**Data records:**
/---
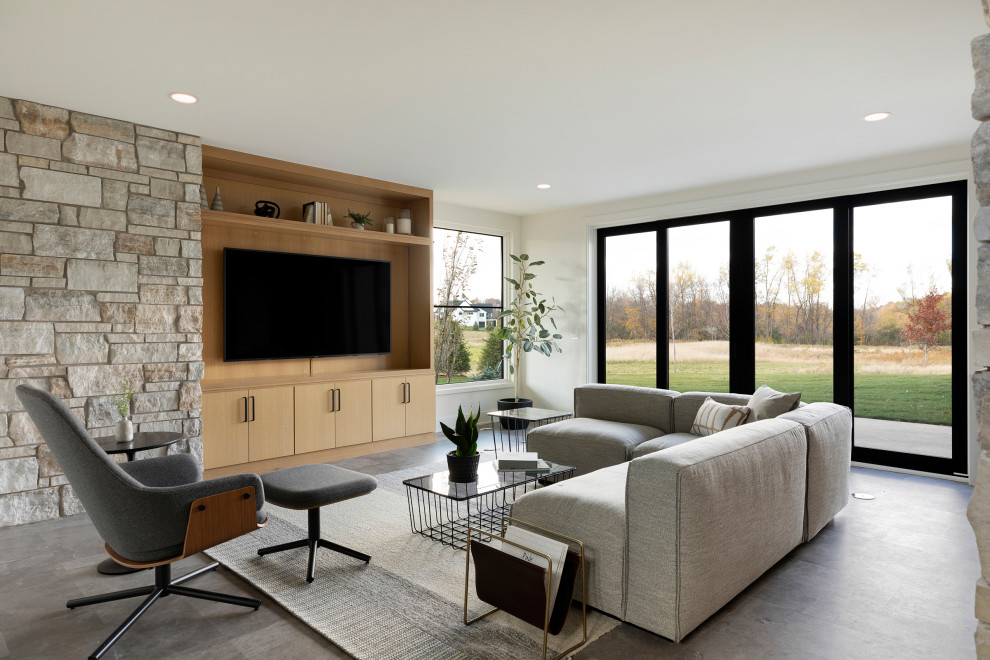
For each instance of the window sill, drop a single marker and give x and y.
(454, 388)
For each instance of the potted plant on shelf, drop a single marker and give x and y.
(523, 328)
(359, 220)
(462, 463)
(122, 399)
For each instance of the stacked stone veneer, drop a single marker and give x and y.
(100, 282)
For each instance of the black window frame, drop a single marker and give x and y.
(742, 290)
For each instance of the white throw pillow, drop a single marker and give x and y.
(767, 402)
(713, 417)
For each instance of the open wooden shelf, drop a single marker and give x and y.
(251, 222)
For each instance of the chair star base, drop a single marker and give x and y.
(164, 586)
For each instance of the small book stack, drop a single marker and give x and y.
(317, 213)
(527, 461)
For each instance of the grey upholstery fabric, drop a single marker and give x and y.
(309, 486)
(829, 430)
(592, 509)
(165, 470)
(644, 406)
(767, 403)
(141, 523)
(708, 517)
(663, 442)
(685, 407)
(588, 444)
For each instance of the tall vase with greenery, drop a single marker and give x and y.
(525, 317)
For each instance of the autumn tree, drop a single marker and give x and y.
(459, 264)
(929, 318)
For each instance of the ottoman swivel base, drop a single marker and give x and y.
(314, 541)
(311, 487)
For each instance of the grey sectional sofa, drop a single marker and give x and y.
(675, 528)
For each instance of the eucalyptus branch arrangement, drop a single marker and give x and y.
(524, 318)
(363, 219)
(122, 398)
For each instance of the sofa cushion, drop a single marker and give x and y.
(588, 444)
(714, 417)
(663, 442)
(686, 407)
(592, 509)
(829, 430)
(646, 406)
(767, 403)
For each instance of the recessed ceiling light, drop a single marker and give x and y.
(876, 116)
(182, 97)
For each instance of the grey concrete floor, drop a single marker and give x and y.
(908, 437)
(889, 578)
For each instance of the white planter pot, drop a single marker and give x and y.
(125, 431)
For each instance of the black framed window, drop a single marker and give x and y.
(467, 279)
(847, 299)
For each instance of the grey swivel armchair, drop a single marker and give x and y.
(151, 512)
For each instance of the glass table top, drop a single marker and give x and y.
(489, 481)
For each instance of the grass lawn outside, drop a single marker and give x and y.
(923, 398)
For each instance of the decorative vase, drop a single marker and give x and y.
(510, 403)
(462, 469)
(125, 431)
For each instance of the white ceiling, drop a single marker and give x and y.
(481, 101)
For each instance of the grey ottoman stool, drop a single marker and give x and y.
(311, 487)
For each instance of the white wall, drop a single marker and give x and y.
(565, 239)
(471, 395)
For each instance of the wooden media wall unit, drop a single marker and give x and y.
(266, 415)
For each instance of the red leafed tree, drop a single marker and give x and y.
(929, 318)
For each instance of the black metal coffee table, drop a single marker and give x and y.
(442, 510)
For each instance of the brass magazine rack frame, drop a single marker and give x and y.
\---
**AIM OF THE TASK:** Write the records above out again exactly, with no pictures in your copy.

**WRITTEN RESPONSE:**
For each instance of the window sill, drop a single marker and give x and y.
(454, 388)
For each instance of the potted plant on shelf, drop a single marker and give x and y.
(523, 328)
(359, 220)
(462, 463)
(122, 399)
For each instance of the stacked stone veneer, drop a single marker and give x and y.
(100, 282)
For each instance of the black window frame, drop a single marker and give x and y.
(742, 290)
For each instance of the white throw pillow, drop a single marker and give x and y.
(767, 402)
(713, 417)
For each instance of the open wooden shelf, drop a single marker and give x and y.
(251, 222)
For each instance of the chair star base, drop a single marker and give x and y.
(164, 586)
For each instance of the small book stack, drop a single marker and give x and y.
(317, 213)
(527, 461)
For each instance of the grey upholstery fabric, drop a single marker and give x and y.
(309, 486)
(829, 430)
(592, 509)
(165, 470)
(644, 406)
(767, 403)
(141, 523)
(708, 517)
(663, 442)
(685, 407)
(588, 444)
For each instance of the tall vase with greenery, drop a single marker and give x and y.
(525, 317)
For each instance of the autumn tree, drop a single marker and give x and y.
(459, 264)
(929, 318)
For each instance of the ottoman swivel base, drop a single marker and give x and y.
(314, 541)
(311, 487)
For each instance of the grey sectional sofa, drop a single marker and give x and y.
(675, 528)
For each instance of the eucalyptus branch arrangement, drop a single marker and give x and y.
(524, 318)
(363, 219)
(122, 398)
For each instance of the sofa cushion, drop a single marker and give x and y.
(588, 444)
(714, 417)
(663, 442)
(686, 407)
(592, 509)
(829, 430)
(646, 406)
(767, 403)
For each instance of the recessed ceiling light, drop a single marker and give x and y.
(876, 116)
(182, 97)
For each instance of the grey concrete floor, drop a single marker and give x and y.
(908, 437)
(889, 578)
For each instance of the white planter pot, drop a single marker and give x and y.
(125, 431)
For each instance of the black framed window, drop a single marker and give x and y.
(467, 279)
(847, 299)
For each instance of the grey swivel armchair, drop a single marker and give x and y.
(151, 512)
For each instance of the glass table top, drop a single marker and give x and y.
(489, 481)
For each instance of the grass lawn outside, drop a single marker and give x and y.
(923, 398)
For each instance of the decorative vase, drop a single marker and give x and y.
(510, 403)
(462, 469)
(125, 431)
For each instance of the white ceiling, drop a single marker and give x and y.
(481, 101)
For each instance of the grey ottoman stool, drop a single marker and give x and y.
(311, 487)
For each instance of the white wall, drop a single marker and give x and y.
(565, 239)
(471, 395)
For each instance of the wooden media wall unit, drop a single marker and give x and y.
(266, 415)
For each instance of the red leafed tree, drop a single marker and give x and y.
(929, 318)
For each instance of the black metal coffee table, drop a single marker and give x and y.
(442, 510)
For each instance of the brass magazine rack frame, drop a single marker and give x and y.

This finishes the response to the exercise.